• [Your goal]: Quote the rows exactly as they appear, starting at the line that contains "Automation agent log: The next step is to locate the stoneware" and ending at the line that contains "[[325, 263, 600, 590]]", with both of those lines included.
_ _ _ _
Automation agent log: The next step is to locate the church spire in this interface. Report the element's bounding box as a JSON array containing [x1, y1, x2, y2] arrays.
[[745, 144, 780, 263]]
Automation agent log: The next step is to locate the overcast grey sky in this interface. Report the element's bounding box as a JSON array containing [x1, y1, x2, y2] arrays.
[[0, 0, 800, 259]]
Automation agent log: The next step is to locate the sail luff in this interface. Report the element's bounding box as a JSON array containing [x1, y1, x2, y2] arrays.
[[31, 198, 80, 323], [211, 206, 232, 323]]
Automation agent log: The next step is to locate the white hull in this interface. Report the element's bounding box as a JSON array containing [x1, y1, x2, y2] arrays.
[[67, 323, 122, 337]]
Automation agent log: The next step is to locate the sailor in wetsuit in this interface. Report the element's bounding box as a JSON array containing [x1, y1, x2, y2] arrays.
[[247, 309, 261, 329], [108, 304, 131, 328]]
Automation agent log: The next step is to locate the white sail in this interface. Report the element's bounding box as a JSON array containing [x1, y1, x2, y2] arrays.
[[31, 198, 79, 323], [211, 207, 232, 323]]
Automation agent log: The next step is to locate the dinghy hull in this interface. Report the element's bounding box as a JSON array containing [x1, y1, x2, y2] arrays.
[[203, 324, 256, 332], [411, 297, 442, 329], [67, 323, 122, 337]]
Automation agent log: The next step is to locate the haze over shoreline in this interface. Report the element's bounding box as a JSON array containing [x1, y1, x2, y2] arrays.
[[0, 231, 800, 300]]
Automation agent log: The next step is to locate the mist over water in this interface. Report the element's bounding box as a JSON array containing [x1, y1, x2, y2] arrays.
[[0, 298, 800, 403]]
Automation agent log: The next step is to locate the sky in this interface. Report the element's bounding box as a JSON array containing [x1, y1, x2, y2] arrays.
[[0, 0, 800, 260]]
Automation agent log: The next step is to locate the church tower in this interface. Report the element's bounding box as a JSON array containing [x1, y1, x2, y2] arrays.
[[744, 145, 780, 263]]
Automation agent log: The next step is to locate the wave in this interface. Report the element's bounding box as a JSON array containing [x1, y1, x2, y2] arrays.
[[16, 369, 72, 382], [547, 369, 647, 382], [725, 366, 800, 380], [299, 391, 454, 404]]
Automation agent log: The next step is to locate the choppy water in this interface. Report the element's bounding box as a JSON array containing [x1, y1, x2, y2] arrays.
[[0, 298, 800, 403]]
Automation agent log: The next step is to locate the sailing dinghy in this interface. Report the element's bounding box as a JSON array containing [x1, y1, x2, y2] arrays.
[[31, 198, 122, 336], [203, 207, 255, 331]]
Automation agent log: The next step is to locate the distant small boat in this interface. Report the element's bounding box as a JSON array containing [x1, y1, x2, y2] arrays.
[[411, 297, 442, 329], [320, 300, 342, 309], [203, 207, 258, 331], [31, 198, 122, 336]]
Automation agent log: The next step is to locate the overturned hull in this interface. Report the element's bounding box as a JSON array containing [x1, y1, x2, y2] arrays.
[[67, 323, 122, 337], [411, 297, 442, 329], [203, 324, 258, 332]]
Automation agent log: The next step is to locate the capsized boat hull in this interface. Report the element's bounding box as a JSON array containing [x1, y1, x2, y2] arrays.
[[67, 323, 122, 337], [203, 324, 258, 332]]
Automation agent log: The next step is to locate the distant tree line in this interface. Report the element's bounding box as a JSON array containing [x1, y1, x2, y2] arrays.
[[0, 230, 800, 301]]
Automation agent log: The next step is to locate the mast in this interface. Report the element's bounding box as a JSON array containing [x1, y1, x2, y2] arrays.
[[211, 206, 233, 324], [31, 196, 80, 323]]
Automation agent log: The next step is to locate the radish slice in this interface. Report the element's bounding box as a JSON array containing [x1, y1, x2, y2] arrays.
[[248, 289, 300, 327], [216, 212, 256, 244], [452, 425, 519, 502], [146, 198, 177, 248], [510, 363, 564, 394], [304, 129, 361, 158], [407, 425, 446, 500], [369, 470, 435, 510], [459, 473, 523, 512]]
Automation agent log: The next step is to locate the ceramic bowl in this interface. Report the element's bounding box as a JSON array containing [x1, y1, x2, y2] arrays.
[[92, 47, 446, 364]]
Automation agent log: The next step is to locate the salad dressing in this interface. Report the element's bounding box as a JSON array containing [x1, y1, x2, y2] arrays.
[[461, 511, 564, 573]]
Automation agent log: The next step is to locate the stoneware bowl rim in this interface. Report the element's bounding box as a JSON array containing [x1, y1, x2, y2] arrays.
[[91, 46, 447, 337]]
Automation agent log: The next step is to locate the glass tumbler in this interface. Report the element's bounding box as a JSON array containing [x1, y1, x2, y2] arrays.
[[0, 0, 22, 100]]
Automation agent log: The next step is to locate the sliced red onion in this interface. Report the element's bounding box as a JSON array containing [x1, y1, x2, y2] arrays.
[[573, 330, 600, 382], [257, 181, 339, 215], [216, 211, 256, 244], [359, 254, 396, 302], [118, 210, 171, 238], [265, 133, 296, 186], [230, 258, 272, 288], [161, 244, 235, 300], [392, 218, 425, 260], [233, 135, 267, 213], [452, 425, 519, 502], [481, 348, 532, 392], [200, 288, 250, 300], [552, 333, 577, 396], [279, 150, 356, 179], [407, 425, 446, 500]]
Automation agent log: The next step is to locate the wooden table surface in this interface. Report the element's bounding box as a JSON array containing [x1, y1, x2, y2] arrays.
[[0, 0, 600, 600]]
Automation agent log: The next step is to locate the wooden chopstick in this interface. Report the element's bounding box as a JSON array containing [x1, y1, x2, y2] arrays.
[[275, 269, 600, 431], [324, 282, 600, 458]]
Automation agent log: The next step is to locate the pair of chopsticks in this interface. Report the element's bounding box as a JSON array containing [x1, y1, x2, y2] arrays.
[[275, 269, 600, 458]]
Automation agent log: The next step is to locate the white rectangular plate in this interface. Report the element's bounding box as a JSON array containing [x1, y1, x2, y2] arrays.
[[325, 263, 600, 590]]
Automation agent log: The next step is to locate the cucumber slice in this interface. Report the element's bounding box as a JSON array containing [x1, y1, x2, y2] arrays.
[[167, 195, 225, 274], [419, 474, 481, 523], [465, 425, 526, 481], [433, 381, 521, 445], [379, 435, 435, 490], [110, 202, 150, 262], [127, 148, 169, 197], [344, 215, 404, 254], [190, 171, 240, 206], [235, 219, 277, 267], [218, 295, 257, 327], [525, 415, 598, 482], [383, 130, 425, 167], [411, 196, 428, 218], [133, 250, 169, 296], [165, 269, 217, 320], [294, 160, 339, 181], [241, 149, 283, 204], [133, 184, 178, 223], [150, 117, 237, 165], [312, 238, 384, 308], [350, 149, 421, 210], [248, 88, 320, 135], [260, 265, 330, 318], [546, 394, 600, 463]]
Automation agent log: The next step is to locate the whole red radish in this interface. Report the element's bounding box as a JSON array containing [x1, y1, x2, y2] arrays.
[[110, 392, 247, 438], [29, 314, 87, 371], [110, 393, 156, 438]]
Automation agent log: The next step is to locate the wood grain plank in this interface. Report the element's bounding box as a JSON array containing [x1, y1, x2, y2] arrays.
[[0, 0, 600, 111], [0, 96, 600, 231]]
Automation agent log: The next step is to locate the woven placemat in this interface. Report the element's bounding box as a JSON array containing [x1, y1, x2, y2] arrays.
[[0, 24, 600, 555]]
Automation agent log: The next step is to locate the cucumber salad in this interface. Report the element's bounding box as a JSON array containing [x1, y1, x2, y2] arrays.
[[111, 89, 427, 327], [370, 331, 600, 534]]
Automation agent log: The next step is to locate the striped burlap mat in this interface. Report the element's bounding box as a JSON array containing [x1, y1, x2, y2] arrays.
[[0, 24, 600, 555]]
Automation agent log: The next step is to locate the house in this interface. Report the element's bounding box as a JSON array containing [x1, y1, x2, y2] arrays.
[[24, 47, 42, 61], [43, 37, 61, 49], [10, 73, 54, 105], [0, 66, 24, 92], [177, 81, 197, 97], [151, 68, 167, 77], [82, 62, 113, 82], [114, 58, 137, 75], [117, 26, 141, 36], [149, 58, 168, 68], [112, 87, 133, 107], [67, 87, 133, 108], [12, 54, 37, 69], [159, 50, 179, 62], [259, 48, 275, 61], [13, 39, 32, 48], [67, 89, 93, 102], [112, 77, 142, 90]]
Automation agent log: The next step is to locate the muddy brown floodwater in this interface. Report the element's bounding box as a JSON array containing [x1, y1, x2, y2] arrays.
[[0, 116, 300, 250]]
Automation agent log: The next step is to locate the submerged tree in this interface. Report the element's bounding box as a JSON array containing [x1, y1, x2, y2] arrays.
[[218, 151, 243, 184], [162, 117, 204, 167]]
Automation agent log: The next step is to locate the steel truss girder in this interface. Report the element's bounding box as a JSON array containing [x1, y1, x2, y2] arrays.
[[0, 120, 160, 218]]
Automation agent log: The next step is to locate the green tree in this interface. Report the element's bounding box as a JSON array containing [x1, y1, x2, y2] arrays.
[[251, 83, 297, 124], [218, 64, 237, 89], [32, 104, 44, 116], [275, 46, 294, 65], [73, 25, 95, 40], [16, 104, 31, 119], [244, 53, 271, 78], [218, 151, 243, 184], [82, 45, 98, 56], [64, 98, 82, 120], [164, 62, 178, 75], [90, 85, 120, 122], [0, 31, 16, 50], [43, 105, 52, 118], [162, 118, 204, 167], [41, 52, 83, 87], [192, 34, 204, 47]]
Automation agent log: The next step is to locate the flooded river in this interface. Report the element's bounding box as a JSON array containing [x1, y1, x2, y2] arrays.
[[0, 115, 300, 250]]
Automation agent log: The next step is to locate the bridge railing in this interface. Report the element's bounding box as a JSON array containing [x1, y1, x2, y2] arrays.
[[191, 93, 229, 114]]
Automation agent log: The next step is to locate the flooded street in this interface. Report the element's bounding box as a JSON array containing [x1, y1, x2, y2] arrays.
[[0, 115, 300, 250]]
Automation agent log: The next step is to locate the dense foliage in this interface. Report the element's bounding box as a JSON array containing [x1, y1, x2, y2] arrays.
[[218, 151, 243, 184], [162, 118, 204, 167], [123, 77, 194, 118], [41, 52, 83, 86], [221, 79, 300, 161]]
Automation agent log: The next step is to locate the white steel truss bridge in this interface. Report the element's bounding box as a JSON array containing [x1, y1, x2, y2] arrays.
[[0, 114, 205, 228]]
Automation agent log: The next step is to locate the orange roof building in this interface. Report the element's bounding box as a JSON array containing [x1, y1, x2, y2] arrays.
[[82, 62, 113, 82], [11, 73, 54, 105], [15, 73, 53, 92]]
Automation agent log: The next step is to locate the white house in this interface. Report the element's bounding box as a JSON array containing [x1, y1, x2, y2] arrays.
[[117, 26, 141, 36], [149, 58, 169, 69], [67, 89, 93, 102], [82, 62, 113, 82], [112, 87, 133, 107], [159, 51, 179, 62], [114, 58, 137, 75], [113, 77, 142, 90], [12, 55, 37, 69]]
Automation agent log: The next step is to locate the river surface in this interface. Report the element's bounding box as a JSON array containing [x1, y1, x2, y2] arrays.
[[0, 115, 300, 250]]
_ _ _ _
• [Full solution]:
Automation agent log: The next step is to locate the stoneware bowl rim in this interface. Report the element's bounding box as a JSON array containing [x1, y1, x2, y2] arrays.
[[91, 46, 447, 337]]
Automation agent log: The next step is to locate the glass tumbler in this interface. Report the element's bounding box as a JSON array containing [x1, y1, x2, y2] arrays.
[[0, 0, 22, 100]]
Automation agent log: The next step is to locate the sliced red onion in this interface. Report the element's bounding box as a JSON array containing [x1, y1, x2, y2] arrays.
[[573, 330, 600, 382], [257, 181, 339, 215], [216, 211, 256, 244], [359, 254, 396, 302], [118, 210, 171, 238], [265, 133, 296, 186], [230, 258, 272, 288], [161, 244, 235, 300], [392, 218, 425, 260], [233, 135, 267, 213], [452, 425, 519, 502], [481, 348, 532, 392], [200, 288, 250, 300], [552, 333, 577, 396], [279, 150, 356, 179], [407, 425, 446, 500]]
Automation agent log: The next step is to locate the wooden table surface in this interface. Report the element's bounding box as a JSON array containing [x1, y1, x2, y2] arrays.
[[0, 0, 600, 600]]
Automation agent log: The next step is to locate the wooden chopstick in this interface. Report the element's bounding box as a JSON array containing [x1, y1, x2, y2] arrays.
[[275, 269, 600, 431], [324, 282, 600, 458]]
Automation agent log: The next step is to locate the pair of chopsticks in this interface. Report the element's bounding box as a JSON array containing [x1, y1, x2, y2] arrays.
[[275, 269, 600, 458]]
Automation agent log: The next step is to locate the white rectangular plate in this interface. Report the element's bounding box as a JSON array containing [x1, y1, x2, y2] arrays.
[[325, 263, 600, 590]]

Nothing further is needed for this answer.